• [SELECTED EXTRACT]:
+-------+

Timothy Lamar Beckham (born January 27, 1990) is an American professional baseball infielder who is currently a free agent. He has previously played in MLB for the Tampa Bay Rays, Baltimore Orioles, Seattle Mariners, and Minnesota Twins. Beckham was the first overall selection of the 2008 MLB draft by the Rays, and received a signing bonus of $6.15 million. He made his MLB debut in 2013, and played for the Rays through 2017, when they traded him to Baltimore. He played for the Orioles in 2017 and 2018, for Seattle in 2019, and for Minnesota in 2022.

Early years
Beckham, the youngest son of Jimmy Beckham, grew up in the Crestview Heights neighborhood of Griffin, Georgia. He often played baseball in his yard with his older brothers Stephen and Jeremy. During his younger years Beckham was involved in football, basketball and baseball. However, he quit baseball while in grade school to focus on football and basketball. Encouraged by his brothers, he got back into baseball. Beckham was the shortstop for the Griffin junior varsity baseball team as an eighth grader, and the varsity team at Griffin High School in 2005 as a freshman. His older brother, Jeremy had gone on to play baseball at Georgia Southern University and was eventually drafted by the Rays in the 2008 Major League Baseball draft.

High school
In his freshman year for the Griffin High varsity team, Beckham batted seventh in the order and hit 14 home runs on the season. In his first at-bat in 2006 as a sophomore, Beckham hit a home run. For the season he batted .405, hitting five home runs, three triples and six doubles. He also added 22 runs batted in and stole 15 bases.

+-------+

• [SUPPLIED RECORDS]:

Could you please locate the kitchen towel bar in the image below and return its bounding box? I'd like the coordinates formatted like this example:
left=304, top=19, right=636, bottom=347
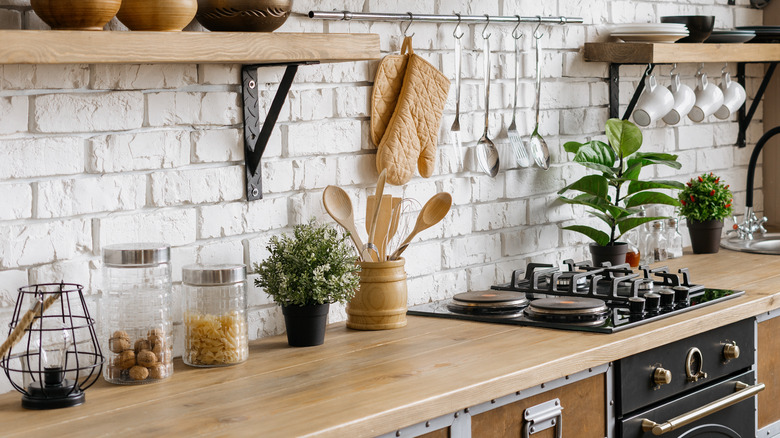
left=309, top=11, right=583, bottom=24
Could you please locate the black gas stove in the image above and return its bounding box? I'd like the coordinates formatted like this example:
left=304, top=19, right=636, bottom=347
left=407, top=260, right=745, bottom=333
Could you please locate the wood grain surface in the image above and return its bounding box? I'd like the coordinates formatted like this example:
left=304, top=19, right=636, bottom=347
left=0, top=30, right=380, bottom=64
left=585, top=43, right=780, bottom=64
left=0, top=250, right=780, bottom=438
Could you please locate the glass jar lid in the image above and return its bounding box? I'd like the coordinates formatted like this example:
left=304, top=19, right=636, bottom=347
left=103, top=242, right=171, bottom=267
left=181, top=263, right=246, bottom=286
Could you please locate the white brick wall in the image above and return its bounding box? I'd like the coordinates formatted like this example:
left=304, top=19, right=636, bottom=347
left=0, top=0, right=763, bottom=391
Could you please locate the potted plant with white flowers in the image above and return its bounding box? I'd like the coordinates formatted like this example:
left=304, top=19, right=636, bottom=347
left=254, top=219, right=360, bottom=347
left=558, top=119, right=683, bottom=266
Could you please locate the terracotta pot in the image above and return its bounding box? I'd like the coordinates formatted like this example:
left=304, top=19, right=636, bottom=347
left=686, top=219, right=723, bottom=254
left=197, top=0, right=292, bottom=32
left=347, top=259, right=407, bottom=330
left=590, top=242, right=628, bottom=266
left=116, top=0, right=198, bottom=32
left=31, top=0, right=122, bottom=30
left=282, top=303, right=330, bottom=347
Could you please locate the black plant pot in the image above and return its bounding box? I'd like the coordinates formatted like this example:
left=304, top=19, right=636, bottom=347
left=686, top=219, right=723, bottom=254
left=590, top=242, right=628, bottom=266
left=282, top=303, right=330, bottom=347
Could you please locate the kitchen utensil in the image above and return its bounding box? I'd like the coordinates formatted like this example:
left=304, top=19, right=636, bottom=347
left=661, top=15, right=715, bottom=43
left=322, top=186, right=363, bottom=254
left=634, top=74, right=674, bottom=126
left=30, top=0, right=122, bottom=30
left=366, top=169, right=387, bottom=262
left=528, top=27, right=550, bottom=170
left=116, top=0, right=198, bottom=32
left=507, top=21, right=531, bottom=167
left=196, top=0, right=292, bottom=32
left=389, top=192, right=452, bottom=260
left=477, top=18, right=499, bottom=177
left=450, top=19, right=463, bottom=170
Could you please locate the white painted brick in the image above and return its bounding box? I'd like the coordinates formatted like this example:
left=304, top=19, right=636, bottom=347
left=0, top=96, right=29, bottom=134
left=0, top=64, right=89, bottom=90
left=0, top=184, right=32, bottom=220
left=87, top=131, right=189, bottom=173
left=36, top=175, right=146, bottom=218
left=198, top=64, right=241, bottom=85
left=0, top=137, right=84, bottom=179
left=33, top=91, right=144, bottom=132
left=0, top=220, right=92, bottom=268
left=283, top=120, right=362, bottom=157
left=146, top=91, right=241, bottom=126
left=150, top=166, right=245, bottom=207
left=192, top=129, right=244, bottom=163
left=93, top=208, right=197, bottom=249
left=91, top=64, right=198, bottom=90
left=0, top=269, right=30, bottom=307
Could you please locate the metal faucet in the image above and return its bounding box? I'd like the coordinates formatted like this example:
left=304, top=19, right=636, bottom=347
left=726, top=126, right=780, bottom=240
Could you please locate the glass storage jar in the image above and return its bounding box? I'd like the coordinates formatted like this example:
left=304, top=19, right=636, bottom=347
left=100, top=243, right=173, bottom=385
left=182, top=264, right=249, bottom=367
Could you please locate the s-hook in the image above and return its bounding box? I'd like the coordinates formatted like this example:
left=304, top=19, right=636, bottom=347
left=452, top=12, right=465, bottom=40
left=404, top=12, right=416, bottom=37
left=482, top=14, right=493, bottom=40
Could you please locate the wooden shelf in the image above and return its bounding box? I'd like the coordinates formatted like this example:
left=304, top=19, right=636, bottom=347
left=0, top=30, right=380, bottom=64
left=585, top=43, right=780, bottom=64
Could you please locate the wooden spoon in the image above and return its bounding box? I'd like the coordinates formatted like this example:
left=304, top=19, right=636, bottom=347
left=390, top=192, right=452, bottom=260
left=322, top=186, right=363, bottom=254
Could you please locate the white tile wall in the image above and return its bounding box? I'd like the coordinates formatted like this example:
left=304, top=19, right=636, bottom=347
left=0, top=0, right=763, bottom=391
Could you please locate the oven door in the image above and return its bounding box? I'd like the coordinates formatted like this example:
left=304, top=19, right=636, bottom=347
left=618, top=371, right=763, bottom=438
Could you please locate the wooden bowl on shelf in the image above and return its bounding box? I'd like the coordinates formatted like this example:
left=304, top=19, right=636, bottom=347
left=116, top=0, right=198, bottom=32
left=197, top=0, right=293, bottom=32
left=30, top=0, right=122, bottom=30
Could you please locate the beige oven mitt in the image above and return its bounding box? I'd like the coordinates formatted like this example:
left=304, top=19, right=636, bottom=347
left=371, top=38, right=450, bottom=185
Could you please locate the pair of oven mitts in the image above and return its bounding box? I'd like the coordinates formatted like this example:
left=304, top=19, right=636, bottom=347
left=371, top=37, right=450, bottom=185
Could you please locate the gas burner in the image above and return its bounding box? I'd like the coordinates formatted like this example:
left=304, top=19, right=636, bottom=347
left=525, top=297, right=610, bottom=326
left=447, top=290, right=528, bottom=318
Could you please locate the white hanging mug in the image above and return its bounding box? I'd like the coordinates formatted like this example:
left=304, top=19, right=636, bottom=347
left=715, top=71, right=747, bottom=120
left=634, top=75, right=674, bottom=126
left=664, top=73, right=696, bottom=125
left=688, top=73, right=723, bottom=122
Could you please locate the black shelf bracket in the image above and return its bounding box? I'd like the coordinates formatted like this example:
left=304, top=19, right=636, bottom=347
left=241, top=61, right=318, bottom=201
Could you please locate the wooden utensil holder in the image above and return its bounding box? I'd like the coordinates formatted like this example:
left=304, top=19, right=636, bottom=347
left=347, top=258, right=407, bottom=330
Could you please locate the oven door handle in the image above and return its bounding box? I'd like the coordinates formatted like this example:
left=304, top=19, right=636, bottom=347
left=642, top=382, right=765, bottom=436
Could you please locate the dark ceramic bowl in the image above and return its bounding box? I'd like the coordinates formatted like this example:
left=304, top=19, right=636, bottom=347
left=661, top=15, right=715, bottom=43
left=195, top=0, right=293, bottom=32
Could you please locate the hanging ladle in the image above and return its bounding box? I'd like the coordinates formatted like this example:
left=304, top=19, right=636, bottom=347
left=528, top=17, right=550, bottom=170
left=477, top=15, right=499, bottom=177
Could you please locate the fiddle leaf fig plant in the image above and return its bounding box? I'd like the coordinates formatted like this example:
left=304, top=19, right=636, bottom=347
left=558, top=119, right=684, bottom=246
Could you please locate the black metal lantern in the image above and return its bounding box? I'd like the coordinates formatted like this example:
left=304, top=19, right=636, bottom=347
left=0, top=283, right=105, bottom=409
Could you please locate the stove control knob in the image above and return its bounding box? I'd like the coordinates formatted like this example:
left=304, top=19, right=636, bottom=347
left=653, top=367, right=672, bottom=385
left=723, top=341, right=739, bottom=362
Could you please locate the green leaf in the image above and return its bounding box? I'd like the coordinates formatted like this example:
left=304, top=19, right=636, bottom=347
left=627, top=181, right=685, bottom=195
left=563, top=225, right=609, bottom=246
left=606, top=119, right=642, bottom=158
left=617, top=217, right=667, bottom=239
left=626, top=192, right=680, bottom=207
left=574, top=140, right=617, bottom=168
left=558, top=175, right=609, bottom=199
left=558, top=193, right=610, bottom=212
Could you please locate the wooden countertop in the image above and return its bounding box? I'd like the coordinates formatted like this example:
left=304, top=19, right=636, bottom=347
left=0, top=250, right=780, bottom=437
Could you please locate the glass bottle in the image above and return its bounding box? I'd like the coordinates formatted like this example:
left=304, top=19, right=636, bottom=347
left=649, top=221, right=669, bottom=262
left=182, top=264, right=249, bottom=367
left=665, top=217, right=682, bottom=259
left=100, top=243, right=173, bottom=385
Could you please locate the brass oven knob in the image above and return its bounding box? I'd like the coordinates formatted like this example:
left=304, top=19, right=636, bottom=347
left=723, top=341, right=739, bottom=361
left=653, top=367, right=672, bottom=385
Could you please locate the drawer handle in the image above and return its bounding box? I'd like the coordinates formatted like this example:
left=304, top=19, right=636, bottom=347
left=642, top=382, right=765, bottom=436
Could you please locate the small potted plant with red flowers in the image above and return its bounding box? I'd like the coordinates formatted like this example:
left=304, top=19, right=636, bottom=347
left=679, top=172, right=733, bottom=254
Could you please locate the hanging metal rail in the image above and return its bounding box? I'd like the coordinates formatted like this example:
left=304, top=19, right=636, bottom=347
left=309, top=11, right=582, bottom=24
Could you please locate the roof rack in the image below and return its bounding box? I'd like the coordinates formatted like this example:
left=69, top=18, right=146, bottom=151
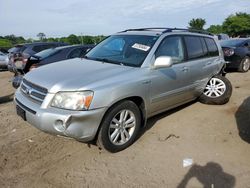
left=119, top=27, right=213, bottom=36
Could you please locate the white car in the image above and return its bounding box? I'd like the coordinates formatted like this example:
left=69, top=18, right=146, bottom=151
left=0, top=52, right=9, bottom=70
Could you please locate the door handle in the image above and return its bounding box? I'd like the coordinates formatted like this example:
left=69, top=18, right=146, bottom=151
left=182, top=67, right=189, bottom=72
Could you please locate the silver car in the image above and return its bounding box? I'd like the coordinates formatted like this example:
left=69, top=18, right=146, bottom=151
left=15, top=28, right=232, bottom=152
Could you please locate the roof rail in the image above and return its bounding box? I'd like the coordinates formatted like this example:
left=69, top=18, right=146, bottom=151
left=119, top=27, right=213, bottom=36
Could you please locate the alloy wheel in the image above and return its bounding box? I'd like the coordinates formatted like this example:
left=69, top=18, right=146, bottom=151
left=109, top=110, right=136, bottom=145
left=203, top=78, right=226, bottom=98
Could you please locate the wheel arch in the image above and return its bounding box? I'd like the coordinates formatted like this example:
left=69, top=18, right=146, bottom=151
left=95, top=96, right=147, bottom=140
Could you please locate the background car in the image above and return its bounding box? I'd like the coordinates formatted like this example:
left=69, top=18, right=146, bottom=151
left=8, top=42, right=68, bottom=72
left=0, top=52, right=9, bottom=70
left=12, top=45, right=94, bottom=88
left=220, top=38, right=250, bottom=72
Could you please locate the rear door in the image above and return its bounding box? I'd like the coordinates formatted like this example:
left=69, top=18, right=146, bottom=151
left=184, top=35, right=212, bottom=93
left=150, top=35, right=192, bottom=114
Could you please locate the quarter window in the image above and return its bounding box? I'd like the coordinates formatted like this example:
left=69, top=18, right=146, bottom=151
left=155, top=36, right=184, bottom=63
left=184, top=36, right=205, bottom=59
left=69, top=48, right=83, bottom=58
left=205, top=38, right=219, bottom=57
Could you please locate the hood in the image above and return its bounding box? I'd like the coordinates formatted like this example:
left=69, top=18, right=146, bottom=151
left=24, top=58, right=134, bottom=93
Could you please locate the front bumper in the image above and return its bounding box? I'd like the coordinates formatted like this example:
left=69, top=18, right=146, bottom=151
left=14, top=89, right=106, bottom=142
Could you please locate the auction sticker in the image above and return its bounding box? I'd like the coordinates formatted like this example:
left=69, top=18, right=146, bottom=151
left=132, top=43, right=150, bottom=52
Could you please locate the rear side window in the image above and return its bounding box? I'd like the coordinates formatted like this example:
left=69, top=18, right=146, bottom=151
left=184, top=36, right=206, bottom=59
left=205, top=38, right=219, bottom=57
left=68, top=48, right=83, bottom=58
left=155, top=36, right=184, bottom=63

+-------+

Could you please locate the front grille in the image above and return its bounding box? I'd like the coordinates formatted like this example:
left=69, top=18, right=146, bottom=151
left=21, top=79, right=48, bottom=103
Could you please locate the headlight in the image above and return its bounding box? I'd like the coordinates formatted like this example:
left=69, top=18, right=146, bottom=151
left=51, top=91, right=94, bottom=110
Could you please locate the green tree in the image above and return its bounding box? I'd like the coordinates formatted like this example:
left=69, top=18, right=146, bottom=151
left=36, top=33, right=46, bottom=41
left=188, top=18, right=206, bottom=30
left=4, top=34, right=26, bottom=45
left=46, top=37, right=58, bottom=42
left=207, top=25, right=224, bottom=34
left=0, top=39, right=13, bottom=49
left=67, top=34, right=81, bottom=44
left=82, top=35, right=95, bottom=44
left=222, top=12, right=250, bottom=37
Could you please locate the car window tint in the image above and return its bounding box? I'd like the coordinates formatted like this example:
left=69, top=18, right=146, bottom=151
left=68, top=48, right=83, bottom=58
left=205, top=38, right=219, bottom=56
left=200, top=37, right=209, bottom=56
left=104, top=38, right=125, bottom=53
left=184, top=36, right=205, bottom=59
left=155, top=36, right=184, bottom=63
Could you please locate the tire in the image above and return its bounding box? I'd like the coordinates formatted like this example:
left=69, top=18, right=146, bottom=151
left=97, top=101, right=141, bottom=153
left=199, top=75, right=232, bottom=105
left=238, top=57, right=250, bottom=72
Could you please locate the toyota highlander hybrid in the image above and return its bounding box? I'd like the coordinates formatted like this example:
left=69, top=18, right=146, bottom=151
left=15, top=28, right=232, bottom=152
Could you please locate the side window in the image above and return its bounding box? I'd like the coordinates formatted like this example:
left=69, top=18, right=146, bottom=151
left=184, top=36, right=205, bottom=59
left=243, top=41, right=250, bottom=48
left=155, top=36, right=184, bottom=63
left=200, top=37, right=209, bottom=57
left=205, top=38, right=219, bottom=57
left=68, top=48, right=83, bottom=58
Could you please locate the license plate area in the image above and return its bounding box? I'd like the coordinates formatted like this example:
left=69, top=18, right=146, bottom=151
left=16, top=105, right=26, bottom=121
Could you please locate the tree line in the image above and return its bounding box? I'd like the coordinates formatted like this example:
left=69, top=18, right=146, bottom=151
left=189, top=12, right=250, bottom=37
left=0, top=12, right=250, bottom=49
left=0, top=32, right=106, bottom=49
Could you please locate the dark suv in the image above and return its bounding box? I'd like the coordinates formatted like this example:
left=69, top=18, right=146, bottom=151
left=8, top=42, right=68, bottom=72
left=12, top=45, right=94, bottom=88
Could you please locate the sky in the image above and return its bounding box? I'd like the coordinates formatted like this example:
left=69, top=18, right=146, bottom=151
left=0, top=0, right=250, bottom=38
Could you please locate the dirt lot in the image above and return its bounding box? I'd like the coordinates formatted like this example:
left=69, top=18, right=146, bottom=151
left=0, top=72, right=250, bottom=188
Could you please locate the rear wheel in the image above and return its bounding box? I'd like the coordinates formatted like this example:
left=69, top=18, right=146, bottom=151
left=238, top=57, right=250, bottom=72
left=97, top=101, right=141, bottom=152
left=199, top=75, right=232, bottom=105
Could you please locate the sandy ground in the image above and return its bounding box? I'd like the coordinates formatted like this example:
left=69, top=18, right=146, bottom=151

+-------+

• [BRIEF 1]:
According to the biography, how large was the signing bonus Beckham received from the Rays?
• [BRIEF 2]:
Find every line in the entries that contains the word "hanging" and copy each one.
The entries are unrelated to the biography.

• [CORRECT RESULT 1]:
$6.15 million.

• [CORRECT RESULT 2]:
Could you please locate the white hanging mug in the image above and return its bounding box? I'd like the coordinates formatted like this example:
Could you please locate the hanging ladle in the image above and return its bounding box? I'd like the coordinates formatted like this example:
Could you please locate the hanging metal rail in the image above and return its bounding box? I'd like the coordinates formatted like this example:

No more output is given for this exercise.